Exactly reproduce all the records, keeping pictures out of the copy.

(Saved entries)

· · ·

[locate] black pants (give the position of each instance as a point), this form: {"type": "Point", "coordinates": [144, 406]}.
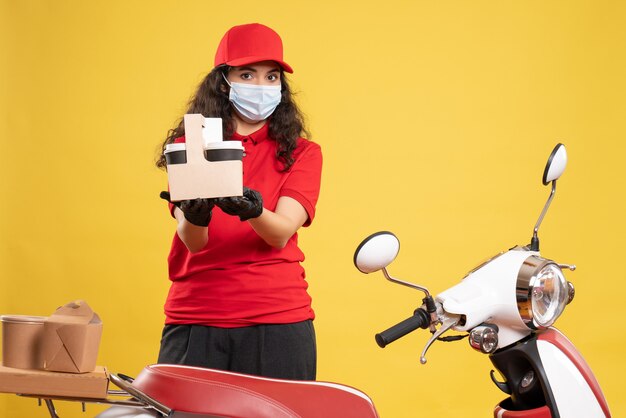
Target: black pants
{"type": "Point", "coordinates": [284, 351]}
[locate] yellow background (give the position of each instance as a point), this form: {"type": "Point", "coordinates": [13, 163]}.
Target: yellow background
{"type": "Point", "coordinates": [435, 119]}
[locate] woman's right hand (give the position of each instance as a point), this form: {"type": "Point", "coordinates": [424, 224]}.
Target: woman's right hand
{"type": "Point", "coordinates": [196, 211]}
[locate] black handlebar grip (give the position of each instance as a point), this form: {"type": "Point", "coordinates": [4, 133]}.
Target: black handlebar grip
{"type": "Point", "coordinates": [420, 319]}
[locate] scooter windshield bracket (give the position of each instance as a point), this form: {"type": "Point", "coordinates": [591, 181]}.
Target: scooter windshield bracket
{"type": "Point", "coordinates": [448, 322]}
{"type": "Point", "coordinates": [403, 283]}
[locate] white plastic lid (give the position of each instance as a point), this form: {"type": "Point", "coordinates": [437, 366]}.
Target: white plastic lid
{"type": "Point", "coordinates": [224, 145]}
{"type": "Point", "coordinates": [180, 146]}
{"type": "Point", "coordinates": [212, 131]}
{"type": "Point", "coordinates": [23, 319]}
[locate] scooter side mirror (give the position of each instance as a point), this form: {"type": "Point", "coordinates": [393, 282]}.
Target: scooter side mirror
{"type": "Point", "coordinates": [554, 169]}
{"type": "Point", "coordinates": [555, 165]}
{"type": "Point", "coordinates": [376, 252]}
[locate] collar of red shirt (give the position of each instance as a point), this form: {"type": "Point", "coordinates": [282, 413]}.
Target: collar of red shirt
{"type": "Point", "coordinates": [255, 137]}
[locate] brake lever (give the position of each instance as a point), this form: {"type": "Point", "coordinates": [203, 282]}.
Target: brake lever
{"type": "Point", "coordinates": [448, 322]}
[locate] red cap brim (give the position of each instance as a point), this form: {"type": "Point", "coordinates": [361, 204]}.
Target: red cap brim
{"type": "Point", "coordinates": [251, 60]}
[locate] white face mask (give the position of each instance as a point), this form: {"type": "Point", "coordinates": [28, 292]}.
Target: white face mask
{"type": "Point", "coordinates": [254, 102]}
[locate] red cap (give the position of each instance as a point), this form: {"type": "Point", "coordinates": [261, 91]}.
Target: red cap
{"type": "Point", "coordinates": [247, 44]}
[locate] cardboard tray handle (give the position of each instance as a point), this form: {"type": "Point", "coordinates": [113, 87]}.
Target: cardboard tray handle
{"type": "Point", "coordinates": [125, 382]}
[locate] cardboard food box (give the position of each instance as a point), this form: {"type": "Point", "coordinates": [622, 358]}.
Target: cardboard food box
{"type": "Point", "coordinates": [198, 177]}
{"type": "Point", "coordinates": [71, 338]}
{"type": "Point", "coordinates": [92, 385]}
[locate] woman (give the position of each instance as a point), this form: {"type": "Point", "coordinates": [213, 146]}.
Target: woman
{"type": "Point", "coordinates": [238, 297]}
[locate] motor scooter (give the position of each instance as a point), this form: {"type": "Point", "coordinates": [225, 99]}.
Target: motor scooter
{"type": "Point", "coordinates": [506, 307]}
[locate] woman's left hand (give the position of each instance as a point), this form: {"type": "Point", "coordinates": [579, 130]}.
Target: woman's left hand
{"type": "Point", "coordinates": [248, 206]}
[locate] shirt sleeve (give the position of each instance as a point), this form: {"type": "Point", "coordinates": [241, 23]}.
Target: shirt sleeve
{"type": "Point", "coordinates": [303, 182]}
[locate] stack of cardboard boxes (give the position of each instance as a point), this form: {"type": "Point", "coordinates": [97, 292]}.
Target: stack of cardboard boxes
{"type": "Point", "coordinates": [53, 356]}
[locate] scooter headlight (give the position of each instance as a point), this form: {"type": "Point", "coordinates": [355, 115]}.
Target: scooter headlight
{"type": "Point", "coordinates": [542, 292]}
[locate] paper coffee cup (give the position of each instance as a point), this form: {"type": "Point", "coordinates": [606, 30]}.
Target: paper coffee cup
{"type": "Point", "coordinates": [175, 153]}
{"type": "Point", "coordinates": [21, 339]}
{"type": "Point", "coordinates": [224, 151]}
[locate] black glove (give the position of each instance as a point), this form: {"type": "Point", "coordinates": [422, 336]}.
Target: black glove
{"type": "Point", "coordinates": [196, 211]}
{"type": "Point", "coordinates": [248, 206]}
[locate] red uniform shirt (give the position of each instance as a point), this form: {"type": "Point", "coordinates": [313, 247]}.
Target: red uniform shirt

· · ·

■ **PROBLEM SOLUTION**:
[locate] black pants (give the position of each instance as a point), this form: {"type": "Point", "coordinates": [144, 406]}.
Target: black pants
{"type": "Point", "coordinates": [284, 351]}
[locate] yellow background (give the position of each instance as a point), this form: {"type": "Point", "coordinates": [13, 163]}.
Target: yellow background
{"type": "Point", "coordinates": [435, 119]}
[locate] woman's right hand (give the position of each instance as a point), this form: {"type": "Point", "coordinates": [424, 224]}.
Target: woman's right hand
{"type": "Point", "coordinates": [196, 211]}
[locate] black handlebar grip (give the position of each instance as a point), this form: {"type": "Point", "coordinates": [4, 133]}.
Target: black handlebar grip
{"type": "Point", "coordinates": [420, 319]}
[locate] scooter windshield bracket (give the position of each instance as a point), this form: {"type": "Point", "coordinates": [591, 181]}.
Target: scooter windshield bracket
{"type": "Point", "coordinates": [448, 322]}
{"type": "Point", "coordinates": [403, 283]}
[locate] white plastic lid (give the position of each instance as a point), this form: {"type": "Point", "coordinates": [437, 366]}.
Target: white plastic lid
{"type": "Point", "coordinates": [224, 145]}
{"type": "Point", "coordinates": [180, 146]}
{"type": "Point", "coordinates": [212, 131]}
{"type": "Point", "coordinates": [23, 319]}
[locate] scooter side mirror (give the position of each instance as a point), this form: {"type": "Point", "coordinates": [393, 282]}.
Target: scooter side mirror
{"type": "Point", "coordinates": [554, 169]}
{"type": "Point", "coordinates": [555, 165]}
{"type": "Point", "coordinates": [376, 252]}
[locate] collar of red shirt (give the position of each instance as a point), this form: {"type": "Point", "coordinates": [282, 413]}.
Target: collar of red shirt
{"type": "Point", "coordinates": [255, 137]}
[locate] brake lever (give the position of each instance as a point), this form: {"type": "Point", "coordinates": [203, 282]}.
Target: brake lever
{"type": "Point", "coordinates": [448, 322]}
[locate] red cap brim (give the position of each instance as a point), this form: {"type": "Point", "coordinates": [361, 204]}.
Target: red cap brim
{"type": "Point", "coordinates": [251, 60]}
[locate] white face mask (give the position of each instance as a point), this form: {"type": "Point", "coordinates": [28, 292]}.
Target: white face mask
{"type": "Point", "coordinates": [254, 102]}
[locate] red cap (give the position of each instance as a point), this form: {"type": "Point", "coordinates": [261, 91]}.
Target: red cap
{"type": "Point", "coordinates": [247, 44]}
[locate] cardboard tray handle (give the position of each instance as a point), this form: {"type": "Point", "coordinates": [113, 87]}.
Target: cardboard tray handle
{"type": "Point", "coordinates": [125, 382]}
[locate] cardboard food box (give the position of each instance as a point), this form: {"type": "Point", "coordinates": [622, 358]}.
Target: cardboard food box
{"type": "Point", "coordinates": [198, 177]}
{"type": "Point", "coordinates": [71, 338]}
{"type": "Point", "coordinates": [92, 385]}
[locate] woman (give the position of each instance as a point), this form: {"type": "Point", "coordinates": [213, 146]}.
Target: woman
{"type": "Point", "coordinates": [238, 297]}
[locate] motor scooter (give the position of each instance as a point), this form: {"type": "Point", "coordinates": [225, 99]}.
Target: motor scooter
{"type": "Point", "coordinates": [506, 307]}
[locate] woman's left hand (give the position of each instance as a point), this form: {"type": "Point", "coordinates": [579, 130]}.
Target: woman's left hand
{"type": "Point", "coordinates": [248, 206]}
[locate] shirt sleeve (give the position of each instance as a point), this form: {"type": "Point", "coordinates": [241, 23]}.
Target: shirt sleeve
{"type": "Point", "coordinates": [303, 182]}
[locate] stack of cardboard boxes (give the position of each instance as a point), this form: {"type": "Point", "coordinates": [97, 292]}.
Target: stack of cardboard boxes
{"type": "Point", "coordinates": [53, 356]}
[locate] scooter headlight (give the position of each instance as a point), this form: {"type": "Point", "coordinates": [355, 115]}.
Target: scooter headlight
{"type": "Point", "coordinates": [542, 292]}
[locate] paper coffee cup (give the position of each instance as a point), this form: {"type": "Point", "coordinates": [606, 30]}.
Target: paper coffee cup
{"type": "Point", "coordinates": [175, 153]}
{"type": "Point", "coordinates": [21, 339]}
{"type": "Point", "coordinates": [224, 151]}
[locate] black glove (give the position of each instance as a point), this form: {"type": "Point", "coordinates": [422, 336]}.
Target: black glove
{"type": "Point", "coordinates": [196, 211]}
{"type": "Point", "coordinates": [248, 206]}
[locate] red uniform shirt (give the position of each instance as a point), this form: {"type": "Point", "coordinates": [313, 247]}.
Target: red uniform shirt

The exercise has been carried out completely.